* [AIM OF THE TASK]: In the records, swap "mask lens" for "goggle lens" wherever it occurs and leave all other text as is. Omit the pictures from your answer.

(Extracted records)
/---
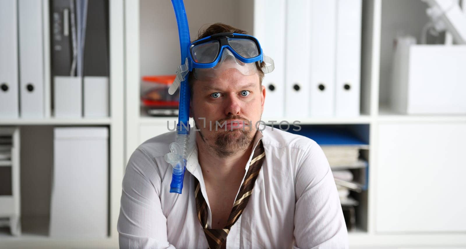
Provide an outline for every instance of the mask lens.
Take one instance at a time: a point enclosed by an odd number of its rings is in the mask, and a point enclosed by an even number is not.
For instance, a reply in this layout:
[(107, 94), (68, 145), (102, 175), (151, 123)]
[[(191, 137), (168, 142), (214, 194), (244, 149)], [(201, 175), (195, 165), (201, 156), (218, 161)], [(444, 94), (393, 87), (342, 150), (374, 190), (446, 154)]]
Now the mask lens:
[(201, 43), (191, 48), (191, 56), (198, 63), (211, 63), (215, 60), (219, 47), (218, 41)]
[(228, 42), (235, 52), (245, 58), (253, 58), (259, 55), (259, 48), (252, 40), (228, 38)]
\---
* [RESULT OF THIS TASK]:
Provide an outline for every instance of the goggle lens.
Take one instance at a time: a point enclosed by an odd number of its rings is in the mask, and a point enclosed by an even number is not.
For instance, a reply in this layout:
[(107, 94), (68, 145), (102, 175), (151, 123)]
[[(191, 137), (168, 142), (214, 194), (244, 149)], [(201, 175), (195, 165), (201, 156), (218, 161)], [(444, 94), (393, 87), (342, 150), (374, 190), (446, 154)]]
Now the goggle lens:
[(201, 43), (191, 48), (191, 56), (198, 63), (211, 63), (215, 60), (219, 47), (218, 41)]
[(228, 42), (235, 52), (245, 58), (253, 58), (259, 55), (259, 48), (252, 40), (228, 38)]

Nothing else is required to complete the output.